*What this task involves*
Reproduce every one of the rows below word for word.

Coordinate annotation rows

· · · · ·

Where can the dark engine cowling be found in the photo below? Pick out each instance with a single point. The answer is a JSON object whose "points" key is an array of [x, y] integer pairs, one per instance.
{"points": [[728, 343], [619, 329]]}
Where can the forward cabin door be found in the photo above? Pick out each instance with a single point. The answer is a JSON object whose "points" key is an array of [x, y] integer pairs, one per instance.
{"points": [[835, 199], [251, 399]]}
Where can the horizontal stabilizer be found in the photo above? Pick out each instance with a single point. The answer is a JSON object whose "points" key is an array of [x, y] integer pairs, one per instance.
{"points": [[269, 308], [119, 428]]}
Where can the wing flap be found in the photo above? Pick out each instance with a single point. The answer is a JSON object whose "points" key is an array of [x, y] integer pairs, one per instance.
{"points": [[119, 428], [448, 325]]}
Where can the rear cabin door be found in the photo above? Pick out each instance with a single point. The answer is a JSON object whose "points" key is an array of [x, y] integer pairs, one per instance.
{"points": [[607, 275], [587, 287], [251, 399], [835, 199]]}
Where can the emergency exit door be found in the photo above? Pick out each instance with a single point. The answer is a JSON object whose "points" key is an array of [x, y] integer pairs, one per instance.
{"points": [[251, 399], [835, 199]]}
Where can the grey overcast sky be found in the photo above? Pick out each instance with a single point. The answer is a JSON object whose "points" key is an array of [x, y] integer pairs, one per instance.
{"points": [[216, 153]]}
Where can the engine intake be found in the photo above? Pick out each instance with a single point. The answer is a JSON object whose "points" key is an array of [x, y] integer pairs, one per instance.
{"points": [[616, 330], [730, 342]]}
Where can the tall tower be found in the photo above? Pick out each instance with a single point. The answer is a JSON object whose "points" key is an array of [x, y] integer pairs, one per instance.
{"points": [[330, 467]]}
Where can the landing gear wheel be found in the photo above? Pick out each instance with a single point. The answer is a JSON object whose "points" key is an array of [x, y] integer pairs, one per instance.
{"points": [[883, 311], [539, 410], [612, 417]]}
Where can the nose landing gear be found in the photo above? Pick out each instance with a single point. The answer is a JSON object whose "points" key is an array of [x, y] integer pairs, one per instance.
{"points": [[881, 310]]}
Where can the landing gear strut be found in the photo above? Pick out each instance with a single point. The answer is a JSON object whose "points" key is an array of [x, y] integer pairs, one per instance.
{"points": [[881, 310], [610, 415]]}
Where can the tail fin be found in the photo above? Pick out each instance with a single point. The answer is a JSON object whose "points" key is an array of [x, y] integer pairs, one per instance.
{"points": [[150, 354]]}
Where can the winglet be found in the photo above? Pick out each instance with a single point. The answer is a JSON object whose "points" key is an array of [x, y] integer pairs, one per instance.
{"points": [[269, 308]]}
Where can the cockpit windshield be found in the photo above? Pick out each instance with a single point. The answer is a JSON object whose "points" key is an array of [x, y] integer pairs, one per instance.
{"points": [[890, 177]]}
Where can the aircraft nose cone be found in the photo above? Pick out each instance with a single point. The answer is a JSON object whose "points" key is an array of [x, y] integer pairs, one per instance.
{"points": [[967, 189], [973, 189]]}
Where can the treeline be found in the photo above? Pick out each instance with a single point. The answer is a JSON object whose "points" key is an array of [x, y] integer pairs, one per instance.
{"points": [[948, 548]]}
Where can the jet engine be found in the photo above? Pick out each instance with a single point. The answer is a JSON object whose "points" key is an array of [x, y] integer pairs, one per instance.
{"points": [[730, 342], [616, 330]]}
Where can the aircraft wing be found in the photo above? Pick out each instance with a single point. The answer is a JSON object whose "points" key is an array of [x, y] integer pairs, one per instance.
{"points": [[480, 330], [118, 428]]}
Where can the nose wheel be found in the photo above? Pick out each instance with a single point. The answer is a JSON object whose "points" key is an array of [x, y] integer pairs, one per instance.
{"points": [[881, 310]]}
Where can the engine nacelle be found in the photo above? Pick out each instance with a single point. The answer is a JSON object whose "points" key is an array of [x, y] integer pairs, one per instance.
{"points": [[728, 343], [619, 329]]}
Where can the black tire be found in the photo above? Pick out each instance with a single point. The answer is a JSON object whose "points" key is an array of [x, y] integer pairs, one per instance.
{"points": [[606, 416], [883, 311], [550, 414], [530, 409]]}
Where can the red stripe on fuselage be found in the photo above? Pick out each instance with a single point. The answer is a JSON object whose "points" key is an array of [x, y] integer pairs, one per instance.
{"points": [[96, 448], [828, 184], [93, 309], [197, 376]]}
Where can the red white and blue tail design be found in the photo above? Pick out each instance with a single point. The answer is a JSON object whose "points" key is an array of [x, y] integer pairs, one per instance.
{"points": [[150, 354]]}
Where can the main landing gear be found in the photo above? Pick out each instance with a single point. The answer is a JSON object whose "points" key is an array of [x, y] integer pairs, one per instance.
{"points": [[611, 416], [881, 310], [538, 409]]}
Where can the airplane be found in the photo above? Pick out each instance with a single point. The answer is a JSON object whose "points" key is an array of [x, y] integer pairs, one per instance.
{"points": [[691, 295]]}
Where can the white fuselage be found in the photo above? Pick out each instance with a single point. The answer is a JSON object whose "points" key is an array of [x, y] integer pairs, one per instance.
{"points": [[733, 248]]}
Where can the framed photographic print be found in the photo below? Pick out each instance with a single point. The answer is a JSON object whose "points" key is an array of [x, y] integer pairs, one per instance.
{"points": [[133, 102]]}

· · · · ·

*Solution for this exercise*
Where can the dark engine cowling be found in the photo below? Pick out each instance with a single point. The answer is a JSON object whose "points" key is an array of [x, y] integer pairs, one per instance.
{"points": [[728, 343], [619, 329]]}
Where can the forward cabin door be found in the photo above? Pick out each instance with a single point. The answer is a JSON object whose "points" key is an array of [x, y] integer pairs, one per instance.
{"points": [[835, 199], [251, 399]]}
Where can the horizontal stabilizer be found in the photo above? Pick out each instance with a single point. The answer is a JSON object whose "points" key is an array of [x, y] integer pairs, one per instance.
{"points": [[269, 308], [119, 428]]}
Where can the wing flap be found in the photo above? Pick out each instance with a single point. The answer is a JSON object whose "points" key is an array of [x, y] integer pairs, one per instance.
{"points": [[119, 428], [448, 325]]}
Where can the rear cabin door be found in the photo above? Pick out each instance with a single point. The answer is a JSON object whose "points" key is an array of [x, y] integer pairs, one per instance.
{"points": [[607, 275], [587, 287], [251, 399], [835, 199]]}
Where can the emergency exit door be found in the photo above? Pick out each instance with a single point. The answer is a JSON object whose "points" key is an array of [x, y] integer pairs, one per instance.
{"points": [[251, 399], [835, 199]]}
Where can the grey overcast sky be found in the photo above? Pick out each instance with a single point. The answer is a JSON object whose "points" key is an array of [x, y] integer pairs, one per instance.
{"points": [[216, 153]]}
Where can the engine intake be found in the photo above? Pick out each instance with a single point. The answer is a JSON object whose "points" key is an array of [x, y] integer pairs, one per instance.
{"points": [[616, 330], [730, 342]]}
Where can the tall tower be found in the photo above? Pick out each instance with a single point. The answer is a JSON object whose "points" key is an array of [x, y] integer pairs, one per instance.
{"points": [[330, 467]]}
Where can the landing gear wheel be found in the photo above? Pick out each instance with a single point. The answer is a JSON object whose "points" key is an array of [x, y] integer pairs, one per instance.
{"points": [[883, 311], [539, 410], [612, 417]]}
Where can the nose landing gear be found in the photo above? Pick out each instance with a single point. The answer is a JSON object whose "points" key is an array of [x, y] integer pairs, one per instance.
{"points": [[881, 310]]}
Where can the landing gear strut be found in the photo above? Pick out each instance with a single point. The answer is a JSON object whose "points" key is an array of [x, y] integer pairs, one per instance.
{"points": [[881, 310], [610, 415]]}
Where can the tail fin be found in the photo above? Pick out each instance with a single point. The answer is a JSON object whose "points" key is an array of [x, y] integer pairs, one per instance.
{"points": [[150, 354]]}
Where can the winglet be found in the photo above? Pick out each instance with a single point. The answer is a JSON object whose "points" key is an array of [x, y] integer pairs, one per instance.
{"points": [[269, 308]]}
Where can the cockpit windshield be found in the photo above? Pick out each instance with a single point. The answer is a JSON object whose "points" key is an array of [x, y] integer pairs, one per instance.
{"points": [[890, 177]]}
Where can the aircraft nose cone be found in the photo above? Pick out each instance with a single point. The answer is a JSON object whose "points" key is an array of [x, y] integer pairs, one per instance.
{"points": [[967, 189], [973, 189]]}
Where can the treeline be found in the photo above? Pick out each instance with a single point. The answer is a JSON object whose "points" key is an array of [x, y] integer pairs, one per instance.
{"points": [[948, 548]]}
Where can the jet engine be found in the photo above? Pick out each instance with a single point. The answer is a JSON object whose "points" key is an array of [x, y] integer pairs, one per instance.
{"points": [[730, 342], [616, 330]]}
Where can the aircraft wing be found in the photo above? Pick out each instance with a single point. The answer is a JSON object whose "points" key is an array of [x, y] integer pairs, one per instance.
{"points": [[480, 330], [118, 428]]}
Where can the nose wheel be found in the photo above? Pick out each instance with a single point. The answer is a JSON object whose "points" key is an array of [x, y] integer pairs, one per instance.
{"points": [[881, 310]]}
Where can the engine nacelle be found in the photo above? Pick out each instance with a single point. The answer is a JSON object whose "points" key is an array of [x, y] integer pairs, one per instance.
{"points": [[728, 343], [619, 329]]}
Where can the black tire be found in the photo above? Pick out each instance with a single point. The answer is a JSON object whose "points" key is an array of [x, y] integer pairs, one per instance.
{"points": [[606, 416], [883, 311], [550, 414], [530, 409]]}
Where can the red stripe on fuselage be found in the photo above? Pick out each instance with a single point. The answer is a JSON object whose "points" key is an array of [x, y] integer pairs, one per instance.
{"points": [[96, 448], [828, 184], [93, 309], [197, 376]]}
Where can the red white and blue tail design be found in the photo above? Pick out each instance with a single point. The answer is a JSON object whose "points" key is an array of [x, y] integer pairs, one per instance.
{"points": [[150, 354]]}
Where can the main landing gear be found in the photo above? Pick out each instance with a single point. The answer is a JSON object whose "points" key is an array of [x, y] integer pairs, one per instance.
{"points": [[611, 416], [881, 310], [538, 409]]}
Where can the airplane be found in the photo above? Pick out each instance with a single point. The answer is a JSON object whose "points" key is an array of [x, y] integer pairs, one per instance.
{"points": [[691, 295]]}
Where can the white fuselage be found in the photo above? Pick out each instance with a single point. The answer is a JSON object whose "points" key is an array of [x, y] integer pairs, one per instance.
{"points": [[733, 248]]}
Where can the framed photographic print be found in the photo below? Pick out each instance with a single point. The answer is a JSON object whose "points" key is an array of [x, y] integer pairs, one per instance.
{"points": [[133, 102]]}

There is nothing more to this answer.